▶ _Objectif fixé_
Répondez à ces questions à partir de l'extrait ci-dessous :
1. Qui Napoléon charge-t-il de signer avec le sultan un traité d'alliance offensif et défensif ?
2. En quel mois et en quelle année M. Amédée Jaubert arrive-t-il à Téhéran ?
3. De combien d'hommes se compose le corps que Bennigsen a concentré aux environs de Varsovie ?
--- Extrait ---
Napoléon vit avec un transport de joie la diversion qui servait si bien ses desseins : « Reprenez confiance, écrivait-il à Sélim, le 11 novembre. Les Destins ont promis la durée de votre empire ; j'ai mission de le sauver, et je mets en commun avec vous mes victoires ![14] » Le 1er décembre suivant il lui renouvelait ces assurances dans les termes les plus flatteurs, et il chargeait Sébastiani de signer avec le sultan un traité d'alliance offensif et défensif « par lequel il garantissait à la Porte l'intégrité de ses provinces de Moldavie, Valachie, Servie ; et s'engageait à ne faire la paix avec la Russie que de concert avec elle[15]. » Comme pour donner à ces engagements un caractère plus irrévocable encore, il les enregistra dans ses bulletins et ses messages au Sénat, faisant ressortir avec un soin particulier toute la honte qu'il y aurait pour nous à abandonner la Turquie et les dangers qui en résulteraient pour « l'Europe civilisée ». Il écrivait dans un de ses manifestes adressés au Sénat : « La tiare grecque relevée et triomphante depuis la Baltique jusqu'à la Méditerranée, on verrait de nos jours nos provinces attaquées par une nuée de fanatiques et de barbares. Notre coupable indifférence exciterait justement les plaintes de la postérité et serait un titre d'opprobre dans l'histoire. » (20 janvier 1807.) On allait voir bientôt quel compte il tenait de cette réprobation de l'histoire et de la postérité.

Il annonçait en même temps à cette Assemblée que l'empereur de Perse allait faire marcher ses troupes sur le Caucase, et il lui notifiait l'entrée de la Saxe dans la Confédération du Rhin. Tels étaient, en effet, les alliés nouveaux que Napoléon avait gagnés ou plutôt enchainés à sa cause. En ce qui concerne la Perse, l'annonce était toutefois prématurée. Son envoyé, M. Amédée Jaubert, arrivé à Téhéran en juin 1806, après des périls sans nombre, n'en avait rapporté que des propositions et le traité ne fut signé qu'en mai 1807. Mais personne ne pouvant vérifier le fait, et le nom de la Perse faisant très - bonne figure sur ce programme, on l'y laissa comme un témoignage de notre lointaine influence.

En présence de cette ligue formidable qui réunissait sous le même drapeau tant de peuples divers, la Russie paraissait peu en état de soutenir la lutte. La Prusse, mise hors de combat, ne pouvait lui fournir qu'une vingtaine de mille hommes qui avaient échappé à grand'peine à la poursuite de Murat ; l'Angleterre lui avait fait des promesses qu'elle se pressait peu de tenir, occupée qu'elle était à s'emparer des colonies espagnoles et hollandaises ; enfin, la Suède, trop faible pour la soutenir efficacement, se bornait à garder Stralsund avec une quinzaine de mille hommes. Déduction faite du corps de Michelson engagé intempestivement en Moldavie et des troupes qui ne pouvaient atteindre la frontière que plus tard, la Russie n'avait à nous opposer sur la Vistule qu'une armée d'environ cent vingt mille hommes. Les vingt mille Prussiens de Lestocq observaient ce fleuve, échelonnés de Danzig à Thorn ; Bennigsen avait concentré aux environs de Varsovie un corps de soixante mille hommes ; enfin, un troisième corps, montant à quarante mille hommes et commandé par Buxhœwden, arrivait à marches forcées pour opérer sa jonction avec Bennigsen[16]. Le commandement en chef de toutes ces forces réunies devait être confié à Kamenski, vieillard octogénaire, qui n'avait plus ni l'énergie ni l'activité d'esprit et de corps qu'exigeait une pareille tâche.
--- Section des données ---
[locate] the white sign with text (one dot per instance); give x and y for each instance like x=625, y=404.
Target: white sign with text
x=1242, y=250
---
▶ _Tâche accomplie_
1. Sébastiani.
2. En juin 1806.
3. De soixante mille hommes.